== Given problem ==
Each entry below must be repeated word for word.

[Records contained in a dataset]
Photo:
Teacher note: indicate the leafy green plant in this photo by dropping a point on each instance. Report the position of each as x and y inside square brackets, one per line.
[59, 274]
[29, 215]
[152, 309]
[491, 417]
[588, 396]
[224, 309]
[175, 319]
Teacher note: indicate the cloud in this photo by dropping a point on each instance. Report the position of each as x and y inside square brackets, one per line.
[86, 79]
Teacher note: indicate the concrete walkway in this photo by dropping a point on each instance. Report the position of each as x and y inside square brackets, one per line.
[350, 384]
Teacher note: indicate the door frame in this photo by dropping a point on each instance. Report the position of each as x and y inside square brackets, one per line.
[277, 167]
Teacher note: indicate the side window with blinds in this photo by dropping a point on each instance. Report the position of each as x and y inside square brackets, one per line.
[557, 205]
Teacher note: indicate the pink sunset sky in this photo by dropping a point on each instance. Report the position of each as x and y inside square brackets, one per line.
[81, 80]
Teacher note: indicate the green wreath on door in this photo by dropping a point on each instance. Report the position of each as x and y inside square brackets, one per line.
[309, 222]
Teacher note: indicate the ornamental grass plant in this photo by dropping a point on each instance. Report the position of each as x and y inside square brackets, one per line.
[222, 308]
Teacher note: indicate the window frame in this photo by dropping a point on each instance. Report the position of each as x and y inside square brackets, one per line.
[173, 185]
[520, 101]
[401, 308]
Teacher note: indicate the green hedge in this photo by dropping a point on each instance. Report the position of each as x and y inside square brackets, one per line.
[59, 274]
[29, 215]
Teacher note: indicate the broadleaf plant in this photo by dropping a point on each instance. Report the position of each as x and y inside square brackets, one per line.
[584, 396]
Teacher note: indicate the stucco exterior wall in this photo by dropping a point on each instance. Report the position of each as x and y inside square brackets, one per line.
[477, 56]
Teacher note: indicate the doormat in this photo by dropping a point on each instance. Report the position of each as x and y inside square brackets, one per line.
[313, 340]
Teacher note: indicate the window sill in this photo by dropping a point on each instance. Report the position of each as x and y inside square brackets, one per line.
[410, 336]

== Expected answer ==
Photo:
Teacher note: indicate the leafy green plant in this photo by dropping a point on each instance. Report the position of each as x and y inside square brackets, one per line.
[59, 274]
[29, 215]
[152, 309]
[491, 417]
[588, 396]
[224, 309]
[175, 319]
Teacher note: indicate the cloud in this photo by dropping a point on each instance. Report the position of each as x and y inside square brackets, one per line.
[86, 79]
Teacher note: indicate the concrete walkway in this photo by dropping a point on each instance. Report the position of each as x and y inside square brackets, one per line.
[350, 384]
Teacher note: indicate the door frame in this photo by dropping a point on each instance. Report the position of each as x and y inside square brackets, one per line.
[277, 167]
Teacher note: indicate the side window with blinds in this photo by dropping a point on each instance. Report the position of each as x and y inside square brackets, one per line.
[557, 205]
Teacher note: indicate the pink sunset sky in this photo by dropping a point on each instance. Report the position of each as x and y inside square brackets, one per line.
[81, 80]
Teacher note: indicate the green wreath on door in this photo by dropping a point on each instance. Report the position of each as x and y inside square brackets, one per line.
[309, 222]
Teacher note: indicate the ornamental grass plant in this photo by dropping a point on each instance. Report the position of each as x and y inside square brackets, one per line.
[222, 308]
Teacher note: indicate the window frame in this photo by dropping a point on each instance. Report the position of each as x and y inside square brackets, one per line.
[173, 185]
[520, 101]
[401, 308]
Teacher note: indicate the green hedge in this photo by dropping a point on each instance. Report the position of each as x and y inside square brackets, one per line.
[59, 274]
[29, 215]
Teacher note: indicate the broadleaf plant in this photo by dropping a point on each instance. Report the position of each as x and y inside square brackets, one per line.
[584, 396]
Teacher note: indicate the stucco exterior wall in this photo by dropping a point on each instance. Report the position of each as x and y inside square brackets, one per line.
[477, 56]
Teacher note: indicate the doormat in this photo by dropping a point on each instance. Report the position of each as x and y inside square brackets, one per line.
[313, 340]
Teacher note: indicate the window sill in this photo by dropping a point on each instance. Report the position of each as x and y inside square brackets, one per line.
[410, 336]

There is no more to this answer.